§ PROMPT: Pick out each line in the listing below that contains the word "with" and copy those lines in full.

§ DATASET RECORDS:

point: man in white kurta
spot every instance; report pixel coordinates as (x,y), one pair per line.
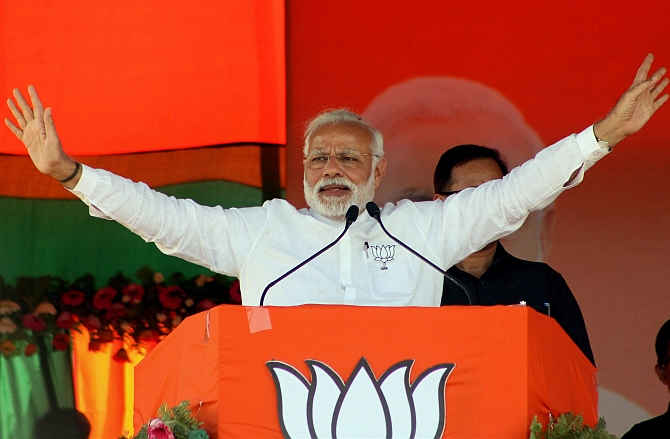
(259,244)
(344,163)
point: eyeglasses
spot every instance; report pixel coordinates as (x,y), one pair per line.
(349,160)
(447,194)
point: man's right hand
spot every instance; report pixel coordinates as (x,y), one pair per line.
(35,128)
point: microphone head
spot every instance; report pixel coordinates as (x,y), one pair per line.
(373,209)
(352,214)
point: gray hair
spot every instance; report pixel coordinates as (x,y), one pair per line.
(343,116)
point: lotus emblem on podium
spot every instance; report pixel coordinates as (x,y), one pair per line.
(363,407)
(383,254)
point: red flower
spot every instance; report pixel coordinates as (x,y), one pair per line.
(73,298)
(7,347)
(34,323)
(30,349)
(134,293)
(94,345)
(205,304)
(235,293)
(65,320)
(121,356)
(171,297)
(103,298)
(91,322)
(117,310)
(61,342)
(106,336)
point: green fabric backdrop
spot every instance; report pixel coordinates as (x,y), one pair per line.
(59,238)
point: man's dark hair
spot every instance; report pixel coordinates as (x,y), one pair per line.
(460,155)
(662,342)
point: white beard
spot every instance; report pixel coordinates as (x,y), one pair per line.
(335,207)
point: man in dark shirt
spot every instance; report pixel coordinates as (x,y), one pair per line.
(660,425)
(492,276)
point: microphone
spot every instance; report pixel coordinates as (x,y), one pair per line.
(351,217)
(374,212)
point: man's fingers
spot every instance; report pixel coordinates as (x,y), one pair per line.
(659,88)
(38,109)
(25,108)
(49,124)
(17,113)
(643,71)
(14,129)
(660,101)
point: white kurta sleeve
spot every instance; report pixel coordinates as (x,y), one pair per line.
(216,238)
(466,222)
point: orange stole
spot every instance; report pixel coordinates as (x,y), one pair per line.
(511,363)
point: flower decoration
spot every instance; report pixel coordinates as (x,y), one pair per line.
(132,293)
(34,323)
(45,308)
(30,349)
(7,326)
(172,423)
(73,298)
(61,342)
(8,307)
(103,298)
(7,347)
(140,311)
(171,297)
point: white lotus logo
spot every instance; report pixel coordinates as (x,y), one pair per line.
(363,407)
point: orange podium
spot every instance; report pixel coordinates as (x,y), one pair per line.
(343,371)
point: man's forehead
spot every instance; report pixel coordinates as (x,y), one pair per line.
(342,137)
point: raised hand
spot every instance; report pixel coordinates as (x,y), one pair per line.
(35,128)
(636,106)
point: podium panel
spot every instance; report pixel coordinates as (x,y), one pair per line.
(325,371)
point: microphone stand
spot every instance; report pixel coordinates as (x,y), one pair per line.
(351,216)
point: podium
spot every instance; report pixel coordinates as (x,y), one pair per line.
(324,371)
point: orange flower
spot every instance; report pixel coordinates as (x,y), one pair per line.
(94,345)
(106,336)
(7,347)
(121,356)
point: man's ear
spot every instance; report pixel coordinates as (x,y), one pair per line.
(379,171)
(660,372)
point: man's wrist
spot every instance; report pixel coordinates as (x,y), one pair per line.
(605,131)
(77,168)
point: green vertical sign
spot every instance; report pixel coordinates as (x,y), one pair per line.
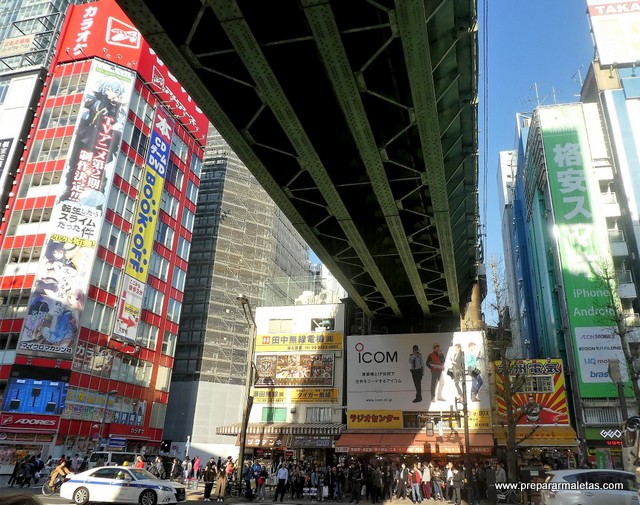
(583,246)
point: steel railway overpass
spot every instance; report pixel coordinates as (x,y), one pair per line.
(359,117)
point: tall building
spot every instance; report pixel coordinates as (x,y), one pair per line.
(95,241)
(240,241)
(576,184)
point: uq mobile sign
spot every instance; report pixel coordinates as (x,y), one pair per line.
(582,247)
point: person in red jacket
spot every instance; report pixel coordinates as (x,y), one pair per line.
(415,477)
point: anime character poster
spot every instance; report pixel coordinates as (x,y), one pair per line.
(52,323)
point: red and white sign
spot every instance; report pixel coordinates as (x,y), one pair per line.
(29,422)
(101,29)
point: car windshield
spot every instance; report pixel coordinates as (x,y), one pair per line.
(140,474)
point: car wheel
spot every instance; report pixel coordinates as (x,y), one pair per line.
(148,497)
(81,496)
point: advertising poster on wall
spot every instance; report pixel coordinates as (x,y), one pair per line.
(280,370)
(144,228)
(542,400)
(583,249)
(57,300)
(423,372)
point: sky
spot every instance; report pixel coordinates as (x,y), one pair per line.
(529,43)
...
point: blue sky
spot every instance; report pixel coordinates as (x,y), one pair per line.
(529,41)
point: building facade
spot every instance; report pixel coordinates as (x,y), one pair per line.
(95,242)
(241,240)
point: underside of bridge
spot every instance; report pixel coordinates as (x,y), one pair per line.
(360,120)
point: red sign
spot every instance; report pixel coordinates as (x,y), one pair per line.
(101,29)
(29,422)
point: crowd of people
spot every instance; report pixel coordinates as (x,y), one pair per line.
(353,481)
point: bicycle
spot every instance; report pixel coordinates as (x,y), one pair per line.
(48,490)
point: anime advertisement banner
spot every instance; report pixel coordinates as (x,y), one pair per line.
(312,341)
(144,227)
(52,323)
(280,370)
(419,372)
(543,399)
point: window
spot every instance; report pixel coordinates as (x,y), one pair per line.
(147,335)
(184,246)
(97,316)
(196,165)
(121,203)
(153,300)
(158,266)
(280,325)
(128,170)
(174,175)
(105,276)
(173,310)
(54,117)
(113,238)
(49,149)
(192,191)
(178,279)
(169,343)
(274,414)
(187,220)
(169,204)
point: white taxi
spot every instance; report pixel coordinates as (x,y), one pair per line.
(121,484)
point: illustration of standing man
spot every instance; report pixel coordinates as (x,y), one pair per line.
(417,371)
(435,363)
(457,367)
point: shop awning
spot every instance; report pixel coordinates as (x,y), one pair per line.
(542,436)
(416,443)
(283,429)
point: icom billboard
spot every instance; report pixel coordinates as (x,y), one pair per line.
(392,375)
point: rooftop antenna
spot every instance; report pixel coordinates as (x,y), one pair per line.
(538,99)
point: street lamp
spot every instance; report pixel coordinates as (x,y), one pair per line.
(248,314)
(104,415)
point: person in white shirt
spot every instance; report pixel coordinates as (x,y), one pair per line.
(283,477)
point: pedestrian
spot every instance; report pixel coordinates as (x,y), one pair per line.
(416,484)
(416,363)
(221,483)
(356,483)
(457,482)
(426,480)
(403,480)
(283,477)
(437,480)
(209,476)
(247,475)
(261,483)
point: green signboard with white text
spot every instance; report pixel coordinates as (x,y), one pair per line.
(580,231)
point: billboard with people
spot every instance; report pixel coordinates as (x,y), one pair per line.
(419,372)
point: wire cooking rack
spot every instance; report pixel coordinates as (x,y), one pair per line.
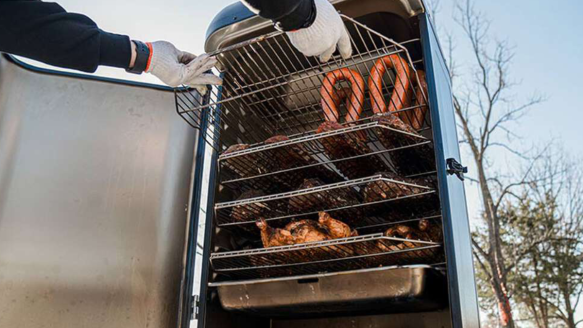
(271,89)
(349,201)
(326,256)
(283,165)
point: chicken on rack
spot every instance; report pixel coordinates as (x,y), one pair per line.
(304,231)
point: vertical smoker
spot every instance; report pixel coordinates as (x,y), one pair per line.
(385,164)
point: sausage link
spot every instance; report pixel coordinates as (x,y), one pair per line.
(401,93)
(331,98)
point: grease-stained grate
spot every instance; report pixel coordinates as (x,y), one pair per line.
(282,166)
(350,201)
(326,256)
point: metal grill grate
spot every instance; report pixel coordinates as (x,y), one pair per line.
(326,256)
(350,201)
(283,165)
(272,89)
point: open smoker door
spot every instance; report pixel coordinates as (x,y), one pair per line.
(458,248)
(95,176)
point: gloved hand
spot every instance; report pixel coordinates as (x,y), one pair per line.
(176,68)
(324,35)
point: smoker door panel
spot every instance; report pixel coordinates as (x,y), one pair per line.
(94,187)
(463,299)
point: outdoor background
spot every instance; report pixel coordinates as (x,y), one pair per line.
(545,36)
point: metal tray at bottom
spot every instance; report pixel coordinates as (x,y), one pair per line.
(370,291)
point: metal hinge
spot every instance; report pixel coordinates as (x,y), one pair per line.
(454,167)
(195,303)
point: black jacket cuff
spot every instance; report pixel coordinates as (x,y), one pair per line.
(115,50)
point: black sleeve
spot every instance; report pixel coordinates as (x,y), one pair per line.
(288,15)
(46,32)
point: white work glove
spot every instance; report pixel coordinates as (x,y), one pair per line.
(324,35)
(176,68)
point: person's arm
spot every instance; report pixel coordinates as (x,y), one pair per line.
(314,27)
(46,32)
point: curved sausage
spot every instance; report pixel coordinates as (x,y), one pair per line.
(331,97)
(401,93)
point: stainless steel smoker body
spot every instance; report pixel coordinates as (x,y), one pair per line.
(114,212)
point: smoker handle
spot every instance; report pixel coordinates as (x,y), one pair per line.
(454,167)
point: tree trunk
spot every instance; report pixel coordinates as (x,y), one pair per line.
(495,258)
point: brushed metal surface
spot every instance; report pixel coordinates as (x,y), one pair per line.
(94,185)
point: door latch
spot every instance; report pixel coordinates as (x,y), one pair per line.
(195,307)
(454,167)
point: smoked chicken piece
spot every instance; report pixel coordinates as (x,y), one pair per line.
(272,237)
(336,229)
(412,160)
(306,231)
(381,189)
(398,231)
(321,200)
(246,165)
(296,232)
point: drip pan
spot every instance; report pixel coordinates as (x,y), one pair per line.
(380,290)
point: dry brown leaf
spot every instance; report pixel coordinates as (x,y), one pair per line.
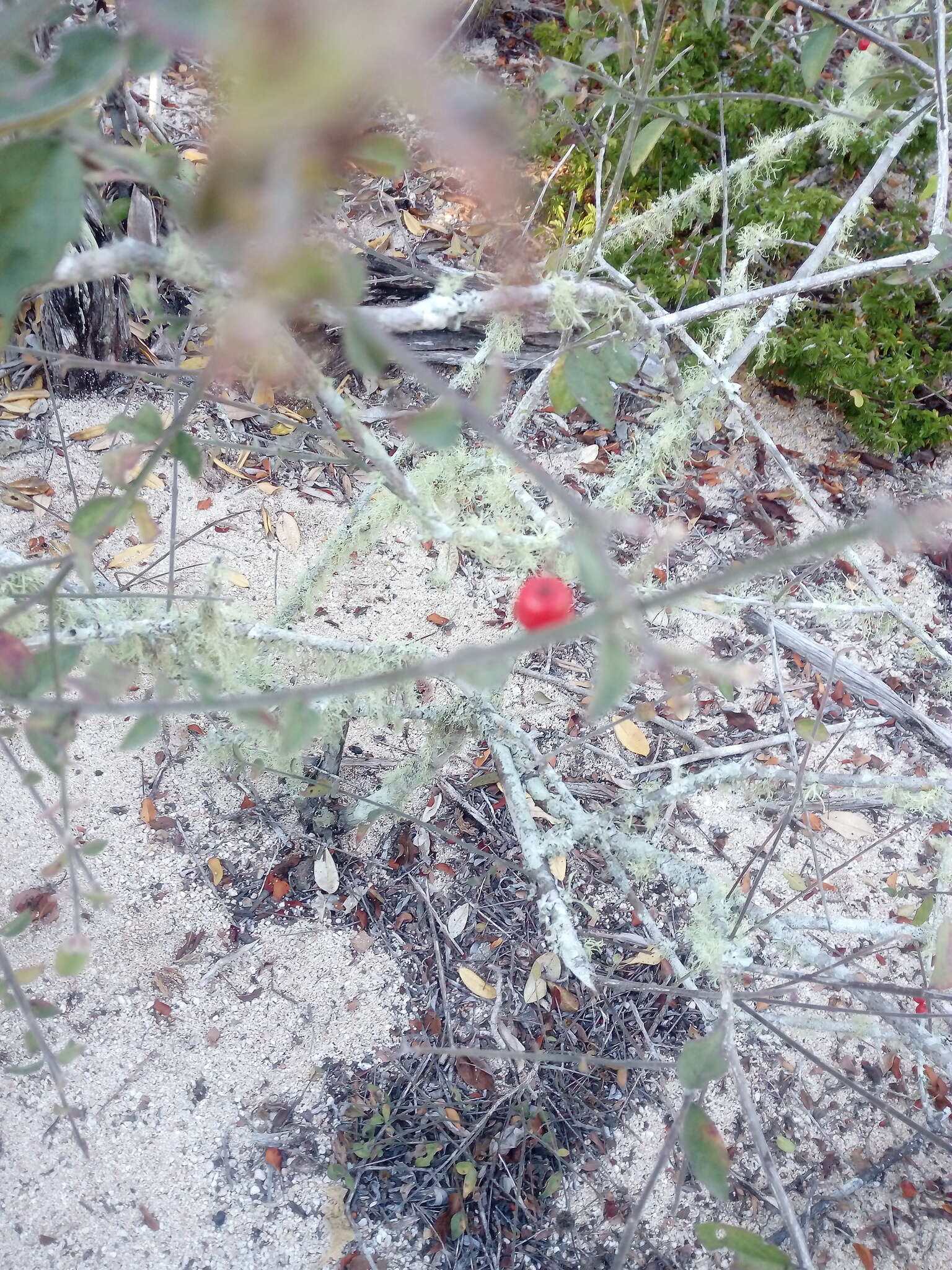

§ SOLUTION TO THIS PROBLEM:
point: green signboard with white text
point: billboard with people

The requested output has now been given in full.